## Work to complete
Please copy out the entries below exactly, beginning with the line that contains "Target: flag pole" and ending with the line that contains "Target: brick building", and include nothing outside that span.

## Records from a collection
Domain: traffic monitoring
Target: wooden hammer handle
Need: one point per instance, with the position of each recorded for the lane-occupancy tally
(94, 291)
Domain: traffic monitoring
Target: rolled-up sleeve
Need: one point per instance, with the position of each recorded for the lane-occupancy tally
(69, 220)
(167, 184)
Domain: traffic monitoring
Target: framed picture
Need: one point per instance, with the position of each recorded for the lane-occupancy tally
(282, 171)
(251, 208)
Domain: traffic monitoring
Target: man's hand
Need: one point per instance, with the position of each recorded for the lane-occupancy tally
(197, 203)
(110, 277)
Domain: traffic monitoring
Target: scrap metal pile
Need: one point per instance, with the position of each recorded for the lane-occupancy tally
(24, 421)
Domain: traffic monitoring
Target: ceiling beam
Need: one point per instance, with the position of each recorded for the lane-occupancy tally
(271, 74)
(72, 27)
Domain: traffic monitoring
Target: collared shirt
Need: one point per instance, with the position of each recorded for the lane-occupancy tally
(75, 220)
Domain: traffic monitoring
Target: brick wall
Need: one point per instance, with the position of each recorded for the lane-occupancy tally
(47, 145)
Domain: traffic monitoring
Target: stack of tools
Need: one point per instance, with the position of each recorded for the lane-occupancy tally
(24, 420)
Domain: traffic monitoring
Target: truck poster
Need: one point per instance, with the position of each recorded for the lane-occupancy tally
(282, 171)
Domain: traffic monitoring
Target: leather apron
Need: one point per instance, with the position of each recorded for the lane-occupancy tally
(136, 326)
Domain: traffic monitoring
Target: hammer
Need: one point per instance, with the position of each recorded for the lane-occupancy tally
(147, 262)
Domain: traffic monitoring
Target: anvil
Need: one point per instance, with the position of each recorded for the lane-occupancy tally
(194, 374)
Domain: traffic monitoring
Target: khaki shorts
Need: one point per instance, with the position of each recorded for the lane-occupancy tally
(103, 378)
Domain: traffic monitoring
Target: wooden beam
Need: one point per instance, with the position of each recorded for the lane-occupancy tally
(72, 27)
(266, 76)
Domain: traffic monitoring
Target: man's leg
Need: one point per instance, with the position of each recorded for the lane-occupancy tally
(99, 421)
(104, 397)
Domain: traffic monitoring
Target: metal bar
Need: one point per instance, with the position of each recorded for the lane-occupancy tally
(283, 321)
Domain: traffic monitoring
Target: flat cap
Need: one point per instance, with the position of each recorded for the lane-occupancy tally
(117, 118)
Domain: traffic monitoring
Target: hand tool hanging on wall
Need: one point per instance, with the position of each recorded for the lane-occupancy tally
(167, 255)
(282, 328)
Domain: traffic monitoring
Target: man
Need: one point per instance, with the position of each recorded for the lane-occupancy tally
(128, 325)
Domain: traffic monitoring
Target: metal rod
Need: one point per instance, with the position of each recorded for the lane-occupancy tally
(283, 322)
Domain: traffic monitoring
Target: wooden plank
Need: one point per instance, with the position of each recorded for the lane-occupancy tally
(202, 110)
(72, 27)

...

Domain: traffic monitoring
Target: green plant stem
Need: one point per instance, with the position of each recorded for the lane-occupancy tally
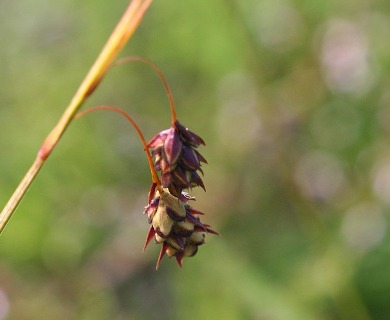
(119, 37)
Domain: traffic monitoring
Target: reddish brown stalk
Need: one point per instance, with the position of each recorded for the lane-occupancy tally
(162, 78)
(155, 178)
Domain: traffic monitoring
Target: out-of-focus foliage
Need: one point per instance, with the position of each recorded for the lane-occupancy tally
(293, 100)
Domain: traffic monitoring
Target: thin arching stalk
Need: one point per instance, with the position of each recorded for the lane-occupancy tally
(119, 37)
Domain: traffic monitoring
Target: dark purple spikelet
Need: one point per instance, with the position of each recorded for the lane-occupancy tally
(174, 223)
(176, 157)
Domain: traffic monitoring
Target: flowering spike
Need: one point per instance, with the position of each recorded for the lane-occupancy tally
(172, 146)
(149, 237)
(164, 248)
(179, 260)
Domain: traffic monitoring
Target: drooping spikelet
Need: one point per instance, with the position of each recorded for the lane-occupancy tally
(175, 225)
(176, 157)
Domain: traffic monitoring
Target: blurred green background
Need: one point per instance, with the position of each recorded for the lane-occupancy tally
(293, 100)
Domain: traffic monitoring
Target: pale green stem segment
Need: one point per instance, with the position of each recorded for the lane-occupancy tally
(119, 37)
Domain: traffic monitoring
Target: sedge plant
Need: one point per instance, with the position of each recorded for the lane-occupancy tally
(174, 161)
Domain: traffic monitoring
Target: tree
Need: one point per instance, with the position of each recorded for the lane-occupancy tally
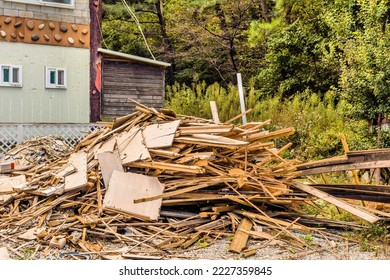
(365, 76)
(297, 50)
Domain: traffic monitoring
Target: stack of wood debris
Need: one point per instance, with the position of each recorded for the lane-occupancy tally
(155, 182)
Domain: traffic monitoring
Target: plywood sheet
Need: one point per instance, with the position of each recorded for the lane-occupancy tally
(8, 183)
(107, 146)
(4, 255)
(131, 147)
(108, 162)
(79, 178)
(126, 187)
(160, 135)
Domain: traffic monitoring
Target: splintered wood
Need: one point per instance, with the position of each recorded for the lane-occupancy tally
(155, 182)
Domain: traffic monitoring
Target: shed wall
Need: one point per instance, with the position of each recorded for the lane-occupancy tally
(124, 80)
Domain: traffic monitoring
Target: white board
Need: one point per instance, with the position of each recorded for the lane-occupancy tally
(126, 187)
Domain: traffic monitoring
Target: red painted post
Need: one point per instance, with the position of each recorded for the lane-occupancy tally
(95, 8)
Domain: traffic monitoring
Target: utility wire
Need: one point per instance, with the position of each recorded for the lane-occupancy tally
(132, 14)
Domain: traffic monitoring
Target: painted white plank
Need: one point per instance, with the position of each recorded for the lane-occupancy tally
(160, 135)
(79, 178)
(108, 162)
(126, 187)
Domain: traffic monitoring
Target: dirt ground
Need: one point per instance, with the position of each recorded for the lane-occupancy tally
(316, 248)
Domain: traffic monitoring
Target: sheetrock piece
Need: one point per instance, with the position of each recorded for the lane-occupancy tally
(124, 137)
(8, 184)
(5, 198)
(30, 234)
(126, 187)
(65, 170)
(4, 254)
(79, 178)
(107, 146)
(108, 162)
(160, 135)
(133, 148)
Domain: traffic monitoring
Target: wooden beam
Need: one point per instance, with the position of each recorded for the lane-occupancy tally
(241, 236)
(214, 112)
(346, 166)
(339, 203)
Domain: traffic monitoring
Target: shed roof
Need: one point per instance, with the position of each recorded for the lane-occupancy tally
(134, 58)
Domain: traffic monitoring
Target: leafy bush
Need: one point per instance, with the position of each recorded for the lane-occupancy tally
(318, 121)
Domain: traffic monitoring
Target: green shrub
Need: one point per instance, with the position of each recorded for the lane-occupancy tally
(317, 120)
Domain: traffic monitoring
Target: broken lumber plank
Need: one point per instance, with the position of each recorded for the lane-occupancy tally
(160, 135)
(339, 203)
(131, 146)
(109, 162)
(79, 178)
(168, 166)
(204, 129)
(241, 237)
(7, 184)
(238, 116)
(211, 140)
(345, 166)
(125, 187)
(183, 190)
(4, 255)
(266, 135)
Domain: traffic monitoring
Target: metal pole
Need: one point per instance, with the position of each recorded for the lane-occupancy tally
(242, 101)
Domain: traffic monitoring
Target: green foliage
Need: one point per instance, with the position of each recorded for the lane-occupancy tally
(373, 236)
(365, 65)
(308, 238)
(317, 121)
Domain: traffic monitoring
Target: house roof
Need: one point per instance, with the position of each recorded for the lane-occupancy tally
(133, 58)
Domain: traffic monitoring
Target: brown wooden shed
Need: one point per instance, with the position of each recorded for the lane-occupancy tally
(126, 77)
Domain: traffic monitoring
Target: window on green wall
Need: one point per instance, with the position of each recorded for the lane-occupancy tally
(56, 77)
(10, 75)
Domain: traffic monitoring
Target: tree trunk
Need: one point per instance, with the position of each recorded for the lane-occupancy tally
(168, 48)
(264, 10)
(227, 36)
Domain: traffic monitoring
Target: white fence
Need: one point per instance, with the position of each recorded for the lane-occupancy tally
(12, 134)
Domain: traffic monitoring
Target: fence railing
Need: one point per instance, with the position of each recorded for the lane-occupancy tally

--

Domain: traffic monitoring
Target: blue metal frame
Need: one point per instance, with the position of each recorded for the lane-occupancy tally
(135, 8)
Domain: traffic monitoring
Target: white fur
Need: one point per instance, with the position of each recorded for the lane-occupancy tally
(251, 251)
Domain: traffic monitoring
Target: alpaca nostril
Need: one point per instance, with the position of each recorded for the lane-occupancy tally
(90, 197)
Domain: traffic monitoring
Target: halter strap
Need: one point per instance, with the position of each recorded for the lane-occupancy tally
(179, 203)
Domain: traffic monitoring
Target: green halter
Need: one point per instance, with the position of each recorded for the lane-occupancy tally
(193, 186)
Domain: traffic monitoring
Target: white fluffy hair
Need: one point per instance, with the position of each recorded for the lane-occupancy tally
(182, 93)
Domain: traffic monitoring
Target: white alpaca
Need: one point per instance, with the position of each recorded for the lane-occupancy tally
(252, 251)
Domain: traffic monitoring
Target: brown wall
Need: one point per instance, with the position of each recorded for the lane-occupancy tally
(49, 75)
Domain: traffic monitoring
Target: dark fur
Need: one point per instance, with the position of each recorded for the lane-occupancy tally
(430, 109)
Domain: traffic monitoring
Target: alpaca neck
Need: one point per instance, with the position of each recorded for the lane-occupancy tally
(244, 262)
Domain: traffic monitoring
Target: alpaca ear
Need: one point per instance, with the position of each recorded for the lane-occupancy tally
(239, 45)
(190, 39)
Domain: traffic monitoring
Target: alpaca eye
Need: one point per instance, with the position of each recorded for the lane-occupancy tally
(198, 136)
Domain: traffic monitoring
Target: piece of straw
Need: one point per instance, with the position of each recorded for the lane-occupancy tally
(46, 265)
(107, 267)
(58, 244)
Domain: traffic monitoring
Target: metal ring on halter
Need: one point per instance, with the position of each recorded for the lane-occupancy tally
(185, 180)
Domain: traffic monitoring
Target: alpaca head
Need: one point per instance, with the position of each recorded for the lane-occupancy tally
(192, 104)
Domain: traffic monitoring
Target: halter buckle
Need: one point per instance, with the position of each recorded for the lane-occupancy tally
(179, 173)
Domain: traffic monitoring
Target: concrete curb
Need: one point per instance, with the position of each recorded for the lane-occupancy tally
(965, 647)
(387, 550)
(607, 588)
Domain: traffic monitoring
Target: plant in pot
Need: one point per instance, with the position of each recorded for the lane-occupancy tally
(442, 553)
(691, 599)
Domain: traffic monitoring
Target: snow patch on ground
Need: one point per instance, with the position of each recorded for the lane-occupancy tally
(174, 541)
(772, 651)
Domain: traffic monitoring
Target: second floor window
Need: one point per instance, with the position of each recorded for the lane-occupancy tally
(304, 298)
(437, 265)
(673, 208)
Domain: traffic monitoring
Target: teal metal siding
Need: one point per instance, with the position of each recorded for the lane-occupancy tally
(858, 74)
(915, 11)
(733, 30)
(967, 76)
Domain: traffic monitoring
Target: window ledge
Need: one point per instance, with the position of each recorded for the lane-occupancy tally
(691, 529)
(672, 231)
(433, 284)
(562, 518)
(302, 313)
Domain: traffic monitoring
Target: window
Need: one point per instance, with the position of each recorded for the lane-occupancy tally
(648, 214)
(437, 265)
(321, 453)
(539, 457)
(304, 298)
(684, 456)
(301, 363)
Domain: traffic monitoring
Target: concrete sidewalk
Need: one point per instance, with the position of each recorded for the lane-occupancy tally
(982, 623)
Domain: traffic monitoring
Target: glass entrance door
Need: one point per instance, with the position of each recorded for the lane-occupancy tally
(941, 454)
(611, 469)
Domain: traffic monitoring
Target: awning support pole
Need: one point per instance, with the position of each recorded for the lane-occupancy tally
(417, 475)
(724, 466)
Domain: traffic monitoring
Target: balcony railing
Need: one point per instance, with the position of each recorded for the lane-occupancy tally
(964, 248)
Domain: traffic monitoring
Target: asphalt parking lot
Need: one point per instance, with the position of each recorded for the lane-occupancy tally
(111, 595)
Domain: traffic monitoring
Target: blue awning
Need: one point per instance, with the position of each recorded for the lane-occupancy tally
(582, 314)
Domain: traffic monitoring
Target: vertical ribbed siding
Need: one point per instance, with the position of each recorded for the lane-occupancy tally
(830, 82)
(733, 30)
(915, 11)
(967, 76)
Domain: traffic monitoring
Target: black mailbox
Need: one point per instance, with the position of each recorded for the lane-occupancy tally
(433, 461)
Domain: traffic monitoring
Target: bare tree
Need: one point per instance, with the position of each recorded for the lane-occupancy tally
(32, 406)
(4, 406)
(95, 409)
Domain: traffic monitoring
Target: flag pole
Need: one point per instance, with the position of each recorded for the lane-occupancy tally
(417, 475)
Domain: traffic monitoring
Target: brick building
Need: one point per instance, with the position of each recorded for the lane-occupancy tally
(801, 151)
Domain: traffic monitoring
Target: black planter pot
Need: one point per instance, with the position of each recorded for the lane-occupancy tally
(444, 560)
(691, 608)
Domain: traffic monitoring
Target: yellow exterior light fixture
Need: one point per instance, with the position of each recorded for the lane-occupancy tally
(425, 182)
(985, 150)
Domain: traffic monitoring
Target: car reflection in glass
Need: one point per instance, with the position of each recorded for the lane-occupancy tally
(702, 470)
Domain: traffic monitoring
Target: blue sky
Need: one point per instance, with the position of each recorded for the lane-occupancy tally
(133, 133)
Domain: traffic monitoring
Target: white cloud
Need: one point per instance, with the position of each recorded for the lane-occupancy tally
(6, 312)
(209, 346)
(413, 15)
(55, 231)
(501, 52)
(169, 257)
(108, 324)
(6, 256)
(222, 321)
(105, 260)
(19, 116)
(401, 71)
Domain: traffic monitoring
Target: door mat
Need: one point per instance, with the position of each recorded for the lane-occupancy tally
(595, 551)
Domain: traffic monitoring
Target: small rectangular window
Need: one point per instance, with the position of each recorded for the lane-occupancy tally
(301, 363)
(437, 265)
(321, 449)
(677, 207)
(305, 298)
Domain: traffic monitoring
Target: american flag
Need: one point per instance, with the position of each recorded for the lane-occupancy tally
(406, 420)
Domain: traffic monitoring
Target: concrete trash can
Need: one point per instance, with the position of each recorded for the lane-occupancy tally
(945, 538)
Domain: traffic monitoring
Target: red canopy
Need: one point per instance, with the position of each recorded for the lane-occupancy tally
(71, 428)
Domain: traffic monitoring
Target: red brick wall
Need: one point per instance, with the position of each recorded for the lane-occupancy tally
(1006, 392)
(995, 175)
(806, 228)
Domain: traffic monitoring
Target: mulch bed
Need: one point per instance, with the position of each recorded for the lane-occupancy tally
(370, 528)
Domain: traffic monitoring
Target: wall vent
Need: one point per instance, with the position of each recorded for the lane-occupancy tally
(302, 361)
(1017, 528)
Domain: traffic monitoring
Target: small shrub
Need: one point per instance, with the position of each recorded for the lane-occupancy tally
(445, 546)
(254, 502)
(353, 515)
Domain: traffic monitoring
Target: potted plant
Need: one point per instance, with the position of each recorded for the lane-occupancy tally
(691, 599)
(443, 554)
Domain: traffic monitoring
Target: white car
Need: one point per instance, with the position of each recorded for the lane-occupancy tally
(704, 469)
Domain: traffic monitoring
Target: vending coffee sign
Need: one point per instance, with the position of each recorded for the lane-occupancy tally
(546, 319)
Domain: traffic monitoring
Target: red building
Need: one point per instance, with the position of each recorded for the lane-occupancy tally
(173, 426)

## Response area
Target: flag pole
Need: one point per instance, with the position of each recorded for the lane-occupancy tally
(417, 475)
Domain: traffic monitoring
Target: brick building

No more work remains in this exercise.